Given request>
Reproduce all the material exactly, minus any pictures it holds.

Records for processing>
================

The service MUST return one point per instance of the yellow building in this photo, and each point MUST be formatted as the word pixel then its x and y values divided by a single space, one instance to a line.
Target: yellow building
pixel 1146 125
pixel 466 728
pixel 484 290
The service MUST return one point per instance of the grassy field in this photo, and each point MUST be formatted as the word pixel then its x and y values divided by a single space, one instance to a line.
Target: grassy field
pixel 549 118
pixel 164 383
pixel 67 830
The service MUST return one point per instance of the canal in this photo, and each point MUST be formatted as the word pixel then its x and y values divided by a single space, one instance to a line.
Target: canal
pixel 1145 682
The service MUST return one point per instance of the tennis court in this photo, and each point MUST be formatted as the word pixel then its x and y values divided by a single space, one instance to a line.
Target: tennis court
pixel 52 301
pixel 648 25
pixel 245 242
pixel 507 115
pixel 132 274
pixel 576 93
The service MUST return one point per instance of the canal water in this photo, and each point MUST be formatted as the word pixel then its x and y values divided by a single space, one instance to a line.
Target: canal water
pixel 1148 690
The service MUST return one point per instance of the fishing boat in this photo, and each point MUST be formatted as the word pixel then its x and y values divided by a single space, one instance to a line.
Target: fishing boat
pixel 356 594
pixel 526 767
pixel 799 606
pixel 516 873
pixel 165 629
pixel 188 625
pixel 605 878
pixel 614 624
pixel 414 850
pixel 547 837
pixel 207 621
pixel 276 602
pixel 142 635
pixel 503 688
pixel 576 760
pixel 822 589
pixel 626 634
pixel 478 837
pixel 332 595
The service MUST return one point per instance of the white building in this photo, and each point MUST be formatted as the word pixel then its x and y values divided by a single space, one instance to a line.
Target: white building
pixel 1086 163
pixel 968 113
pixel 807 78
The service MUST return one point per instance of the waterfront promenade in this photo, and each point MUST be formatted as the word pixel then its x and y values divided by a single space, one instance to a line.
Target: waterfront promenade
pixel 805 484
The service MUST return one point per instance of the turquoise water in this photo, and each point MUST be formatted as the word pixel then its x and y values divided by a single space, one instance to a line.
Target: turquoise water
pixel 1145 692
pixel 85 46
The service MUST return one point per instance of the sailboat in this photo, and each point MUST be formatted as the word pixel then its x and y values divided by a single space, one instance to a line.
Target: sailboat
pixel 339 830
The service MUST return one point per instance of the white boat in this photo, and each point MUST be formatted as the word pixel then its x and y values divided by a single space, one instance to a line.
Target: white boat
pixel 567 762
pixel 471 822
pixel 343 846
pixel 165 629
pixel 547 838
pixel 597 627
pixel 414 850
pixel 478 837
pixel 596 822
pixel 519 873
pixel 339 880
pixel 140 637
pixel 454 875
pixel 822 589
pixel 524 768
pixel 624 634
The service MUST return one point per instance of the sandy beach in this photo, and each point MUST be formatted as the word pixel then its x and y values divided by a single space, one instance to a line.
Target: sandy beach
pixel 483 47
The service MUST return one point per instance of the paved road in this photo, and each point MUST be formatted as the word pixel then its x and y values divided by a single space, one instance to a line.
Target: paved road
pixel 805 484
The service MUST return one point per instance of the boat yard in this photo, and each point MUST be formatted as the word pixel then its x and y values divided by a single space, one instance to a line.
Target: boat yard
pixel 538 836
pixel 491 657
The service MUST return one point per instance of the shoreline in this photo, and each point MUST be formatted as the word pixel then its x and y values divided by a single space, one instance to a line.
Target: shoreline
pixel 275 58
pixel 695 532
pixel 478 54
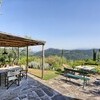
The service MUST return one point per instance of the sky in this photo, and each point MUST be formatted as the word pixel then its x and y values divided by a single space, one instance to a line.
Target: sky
pixel 63 24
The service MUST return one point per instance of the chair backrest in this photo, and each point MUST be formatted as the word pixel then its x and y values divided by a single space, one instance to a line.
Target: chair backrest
pixel 24 67
pixel 13 72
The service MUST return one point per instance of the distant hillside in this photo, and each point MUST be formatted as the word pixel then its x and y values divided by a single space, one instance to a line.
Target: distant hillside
pixel 69 54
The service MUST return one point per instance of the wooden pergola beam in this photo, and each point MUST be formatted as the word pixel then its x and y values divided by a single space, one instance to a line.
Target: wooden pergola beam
pixel 15 41
pixel 7 40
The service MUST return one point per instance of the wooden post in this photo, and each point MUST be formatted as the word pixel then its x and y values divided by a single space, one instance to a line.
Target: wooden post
pixel 18 55
pixel 27 62
pixel 42 61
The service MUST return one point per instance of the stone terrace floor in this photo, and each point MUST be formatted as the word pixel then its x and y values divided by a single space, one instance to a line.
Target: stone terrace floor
pixel 31 89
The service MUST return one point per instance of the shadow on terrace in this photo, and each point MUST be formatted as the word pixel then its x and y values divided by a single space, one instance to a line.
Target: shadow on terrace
pixel 31 89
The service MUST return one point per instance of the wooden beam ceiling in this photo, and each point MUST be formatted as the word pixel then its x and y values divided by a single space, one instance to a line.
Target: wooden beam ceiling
pixel 7 40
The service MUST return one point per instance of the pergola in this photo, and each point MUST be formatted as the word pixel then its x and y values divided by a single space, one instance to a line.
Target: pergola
pixel 7 40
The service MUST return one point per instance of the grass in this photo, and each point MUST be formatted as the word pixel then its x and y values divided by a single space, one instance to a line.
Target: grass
pixel 48 74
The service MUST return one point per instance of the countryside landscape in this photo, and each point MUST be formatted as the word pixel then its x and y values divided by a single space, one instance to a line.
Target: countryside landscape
pixel 49 50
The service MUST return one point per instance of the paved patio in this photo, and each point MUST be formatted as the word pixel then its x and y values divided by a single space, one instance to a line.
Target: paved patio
pixel 31 89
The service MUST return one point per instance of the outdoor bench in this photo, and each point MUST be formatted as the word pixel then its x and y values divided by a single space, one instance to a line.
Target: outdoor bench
pixel 71 73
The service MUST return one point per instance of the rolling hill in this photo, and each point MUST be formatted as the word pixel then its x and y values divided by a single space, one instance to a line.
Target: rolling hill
pixel 69 54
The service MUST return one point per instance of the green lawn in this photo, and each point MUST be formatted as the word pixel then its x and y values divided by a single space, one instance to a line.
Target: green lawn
pixel 48 74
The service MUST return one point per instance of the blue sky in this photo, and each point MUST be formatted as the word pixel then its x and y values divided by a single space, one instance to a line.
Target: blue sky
pixel 63 24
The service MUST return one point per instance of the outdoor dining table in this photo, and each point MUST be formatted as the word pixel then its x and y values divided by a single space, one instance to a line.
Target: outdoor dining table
pixel 6 69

================

Correct result>
The service MUST return one point per instance of the yellow building in this photo, and each point MUST be formatted as the word pixel then its x and y values divided by a single space, one instance to a line.
Target: yellow building
pixel 1146 125
pixel 466 728
pixel 484 290
The service MUST return one point per instance of the grassy field in this photo, and each point MUST be formatted as the word pixel then its x and y values divided by a single space, one instance to a line.
Target: grassy field
pixel 549 118
pixel 164 383
pixel 67 830
The service MUST return one point per instance of the canal in this photo, and each point MUST be formatted as the word pixel then its x and y values divided by a single space, one instance to a line.
Target: canal
pixel 1145 682
The service MUST return one point per instance of the tennis court in this photo, and each point MUST be formatted as the word pixel then its x and y values divided by a single space, one instance to a line.
Target: tennis court
pixel 52 301
pixel 648 25
pixel 245 242
pixel 507 115
pixel 132 274
pixel 576 93
The service MUST return one point per instance of the canal water in this photo, and each point MUST be formatted as the word pixel then its x and y values divided by a single space, one instance to a line.
Target: canal water
pixel 1148 690
The service MUST return one point per instance of the fishing boat in this photo, and each point MUST be formatted as the word pixel then its x and y values divided by a single space, one instance to a line.
Target: fishing boat
pixel 356 594
pixel 526 767
pixel 799 606
pixel 516 873
pixel 165 629
pixel 188 625
pixel 605 878
pixel 614 624
pixel 414 850
pixel 547 837
pixel 207 621
pixel 276 602
pixel 142 635
pixel 503 688
pixel 576 760
pixel 822 589
pixel 626 634
pixel 478 837
pixel 332 595
The service MUST return one point per instance of the white building in this photo, and each point MUST be formatted as the word pixel then its x and y values divided by a single space, one instance to a line.
Target: white building
pixel 1086 163
pixel 968 113
pixel 807 78
The service MUST return one point per instance of the waterfront promenade in this photo, and each point MUST be formatted as the word pixel then its x and y values divided by a single space, one instance to a line.
Target: waterfront promenade
pixel 805 484
The service MUST return one point per instance of the turquoise water in this photo, and each point MUST be formatted as the word pixel then its x and y values divided by a single space, one instance to a line.
Target: turquoise water
pixel 1145 692
pixel 85 46
The service MUST return one point per instance of the sailboat in this photo, and each point MUST be formatted as the word pixel then its x and y values divided by a single space, one instance to a line.
Target: sailboat
pixel 339 830
The service MUST return one point per instance of the white boat in this photo, and each point MUST be formatted as the word pixel then its x and y values divided by a single space, one instance to a line.
Target: white boat
pixel 567 762
pixel 471 822
pixel 343 846
pixel 165 629
pixel 547 838
pixel 597 627
pixel 414 850
pixel 478 837
pixel 596 822
pixel 519 873
pixel 339 880
pixel 140 637
pixel 454 875
pixel 822 589
pixel 524 768
pixel 624 634
The service MUST return one point per instance of the sandy beach in this photo, and each point MUST be formatted as the word pixel then its x and y values divided by a single space, one instance to a line.
Target: sandy beach
pixel 483 47
The service MUST return one point per instance of the paved road in this photo, and each point MUST be formatted as the word pixel then its x and y values divided by a single space, one instance to a line.
Target: paved road
pixel 805 484
The service MUST return one point per instance of the boat yard in this photo, and each point MUST be formatted as the word pixel then its x and y values divided by a single space, one instance to a line.
Target: boat yard
pixel 538 836
pixel 491 657
The service MUST return one point per instance of the shoreline in this photo, and each point MUST be formatted as the word pixel then its x and y values divided by a single space, one instance to a line.
Target: shoreline
pixel 275 58
pixel 695 532
pixel 478 54
The service MUST return one point per instance of the sky in this photo, and each point MUST be formatted as the word pixel then its x and y values divided by a single space, one instance to a line.
Target: sky
pixel 63 24
The service MUST return one point per instance of the chair backrest in this photo, and each point MUST be formatted as the word pixel then its x and y values divided by a single space, one instance to a line.
Target: chair backrest
pixel 24 67
pixel 13 72
The service MUST return one point per instance of the distant hillside in this photo, and each point MUST be formatted as the word pixel then its x and y values divided by a single space, one instance to a line.
Target: distant hillside
pixel 69 54
The service MUST return one point per instance of the wooden pergola beam in this photo, and each point MUST be formatted as the word pixel then its x and y values divided by a single space, one instance to a line.
Target: wooden pergola beam
pixel 15 41
pixel 7 40
The service MUST return one point per instance of the wooden post in this photo, and each point MUST be formatted as the word pixel then its x and y values divided by a single space, one instance to a line.
Target: wooden post
pixel 18 55
pixel 27 62
pixel 42 61
The service MUST return one point per instance of the stone terrace floor in this photo, and each point MUST be formatted as the word pixel then its x and y values divided by a single space, one instance to a line.
Target: stone terrace floor
pixel 31 89
The service MUST return one point per instance of the shadow on terrace in this photo, and each point MUST be formatted as the word pixel then its x and y values divided by a single space, one instance to a line.
Target: shadow on terrace
pixel 31 89
The service MUST return one point per instance of the wooden beam ceiling in this photo, and each point MUST be formatted as the word pixel then its x and y values divided by a single space, one instance to a line.
Target: wooden beam ceiling
pixel 7 40
The service MUST return one point per instance of the pergola in this photo, and each point MUST be formatted as the word pixel then its x and y values divided by a single space, one instance to a line.
Target: pergola
pixel 7 40
The service MUST return one point per instance of the grass in this photo, and each point MUST be formatted as the word pixel then its x and y values divided by a single space, one instance to a line.
Target: grass
pixel 48 74
The service MUST return one point per instance of the countryside landscape in this photo, and each point MUST be formatted as the word pixel then its x and y values divided by a single space, one instance to a line.
Target: countryside landscape
pixel 49 50
The service MUST return one point per instance of the paved patio in this photo, and each point MUST be formatted as the word pixel then its x and y values divided by a single space, one instance to a line.
Target: paved patio
pixel 31 89
The service MUST return one point per instance of the outdoor bench in this photo, and each point MUST be formatted as the word pixel then its x and y values divided by a single space, one instance to a line.
Target: outdoor bench
pixel 71 73
The service MUST return one point per instance of the rolling hill in this photo, and each point MUST be formatted as the word pixel then its x and y values divided by a single space, one instance to a line.
Target: rolling hill
pixel 69 54
The service MUST return one point per instance of the green lawn in this photo, and each point MUST be formatted as the word pixel then its x and y values divided by a single space, one instance to a line.
Target: green lawn
pixel 48 74
The service MUST return one point per instance of the blue sky in this photo, and each point MUST be formatted as the word pixel then its x and y values divided by a single space, one instance to a line.
Target: blue sky
pixel 63 24
The service MUST return one point per instance of the outdoor dining table in this photo, and each point MUST be formatted as the word pixel then its x and y values divided by a single space, one instance to a line.
Target: outdoor dining table
pixel 6 69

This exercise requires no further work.